Selected extract »
Plenary talk given on December 1st, at the 3rd Big Data Conference of Linnaeus University. Slides and abstract:

Making sense of medium to large data sets remains a very difficult challenge, especially when both the number of objects and the number of instances are large. The classical way of exploring such data sets remains a combination of clustering methods and low dimensional visual representations. Clustering methods are used to group similar objects while low dimensional visual representations enable the analyst to make sense of the relationships between clusters. However, truly high dimensional data sets cannot be represented faithfully in low dimension, a fact that strongly limits the practical usefulness of this standard analysis methodology on modern data sets. A potential solution is offered by the co-clustering framework in which both objects and variables are summarized. The main advantage of clustering variables rather than trying to build a low dimensional representation is that the former scales easily to complex data with high intrinsic dimension. However, most co-clustering methods cannot handle large data sets or mixed data sets (with numerical and categorical variables). I will present in this talk a general principle based on grid modeling which can be used in particular to circumvent the limitations of co-clustering and thus to explore medium to large scale data sets. I will first present the general idea of generative modeling, then introduce our non parametric generative model. I will give examples of the way the general idea can be adapted to different settings. The last part of the talk will be focused on the co-clustering case.

Given entries »
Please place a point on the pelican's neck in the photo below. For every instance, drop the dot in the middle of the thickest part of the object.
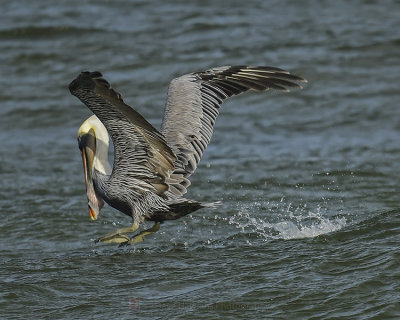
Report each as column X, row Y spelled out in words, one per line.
column 101, row 163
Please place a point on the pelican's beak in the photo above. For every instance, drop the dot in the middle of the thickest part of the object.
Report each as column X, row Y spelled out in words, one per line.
column 87, row 146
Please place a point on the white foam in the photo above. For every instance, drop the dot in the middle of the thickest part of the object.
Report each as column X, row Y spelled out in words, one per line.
column 294, row 223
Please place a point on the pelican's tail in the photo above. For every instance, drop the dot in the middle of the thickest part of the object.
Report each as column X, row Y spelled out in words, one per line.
column 212, row 205
column 181, row 207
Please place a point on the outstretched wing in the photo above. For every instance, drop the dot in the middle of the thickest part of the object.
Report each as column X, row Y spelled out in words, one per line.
column 193, row 105
column 141, row 156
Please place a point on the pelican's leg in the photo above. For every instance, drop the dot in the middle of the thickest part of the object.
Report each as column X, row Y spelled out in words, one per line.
column 139, row 237
column 118, row 235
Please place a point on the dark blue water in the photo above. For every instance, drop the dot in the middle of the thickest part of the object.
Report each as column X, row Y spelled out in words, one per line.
column 310, row 222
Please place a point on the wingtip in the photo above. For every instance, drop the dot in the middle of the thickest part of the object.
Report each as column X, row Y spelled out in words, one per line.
column 84, row 80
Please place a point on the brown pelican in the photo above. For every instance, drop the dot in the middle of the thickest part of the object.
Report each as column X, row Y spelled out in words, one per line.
column 151, row 168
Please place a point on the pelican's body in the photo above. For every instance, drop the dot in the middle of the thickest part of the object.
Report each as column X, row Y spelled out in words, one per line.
column 151, row 168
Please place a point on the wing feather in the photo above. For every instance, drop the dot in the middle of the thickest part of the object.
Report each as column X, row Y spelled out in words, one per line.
column 194, row 100
column 141, row 155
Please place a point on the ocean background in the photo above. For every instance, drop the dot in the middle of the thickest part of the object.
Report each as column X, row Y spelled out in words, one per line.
column 309, row 227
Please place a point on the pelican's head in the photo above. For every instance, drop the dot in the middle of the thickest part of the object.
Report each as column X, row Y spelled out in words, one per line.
column 93, row 143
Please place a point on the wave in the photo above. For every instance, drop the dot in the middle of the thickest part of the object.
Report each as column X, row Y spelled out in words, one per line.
column 293, row 223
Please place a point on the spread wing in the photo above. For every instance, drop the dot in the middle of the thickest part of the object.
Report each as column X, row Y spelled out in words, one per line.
column 193, row 104
column 142, row 158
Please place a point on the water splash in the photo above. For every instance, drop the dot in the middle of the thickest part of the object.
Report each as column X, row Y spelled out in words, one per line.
column 293, row 222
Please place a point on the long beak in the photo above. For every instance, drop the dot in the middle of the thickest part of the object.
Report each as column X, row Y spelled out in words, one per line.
column 87, row 145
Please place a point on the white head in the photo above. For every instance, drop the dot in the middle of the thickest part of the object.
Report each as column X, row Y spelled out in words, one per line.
column 93, row 143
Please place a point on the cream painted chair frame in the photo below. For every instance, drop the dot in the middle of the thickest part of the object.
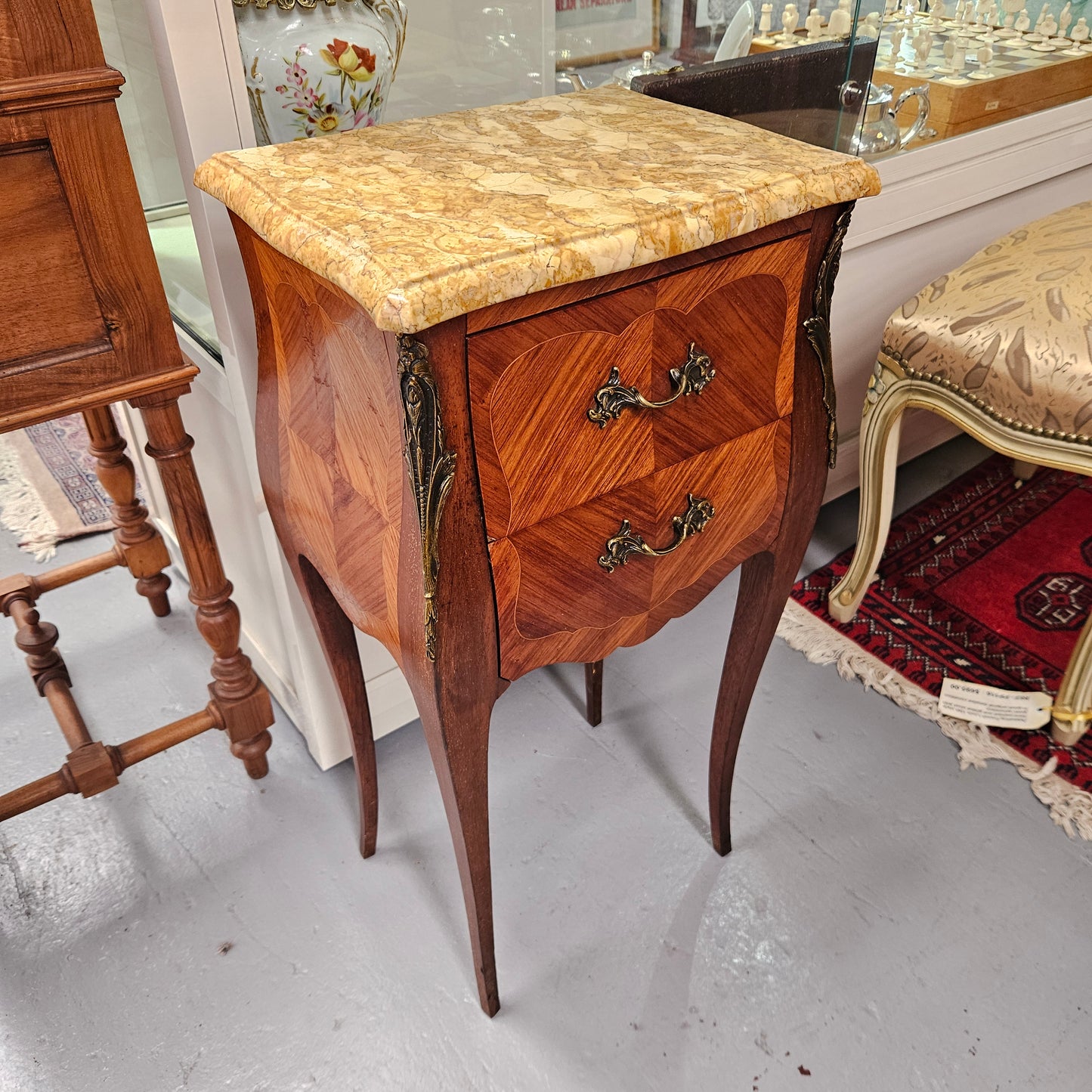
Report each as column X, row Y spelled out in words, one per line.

What is needed »
In the talk abstract, what is the main advantage of clustering variables over building a low dimensional representation?

Answer »
It scales easily to complex data with high intrinsic dimension.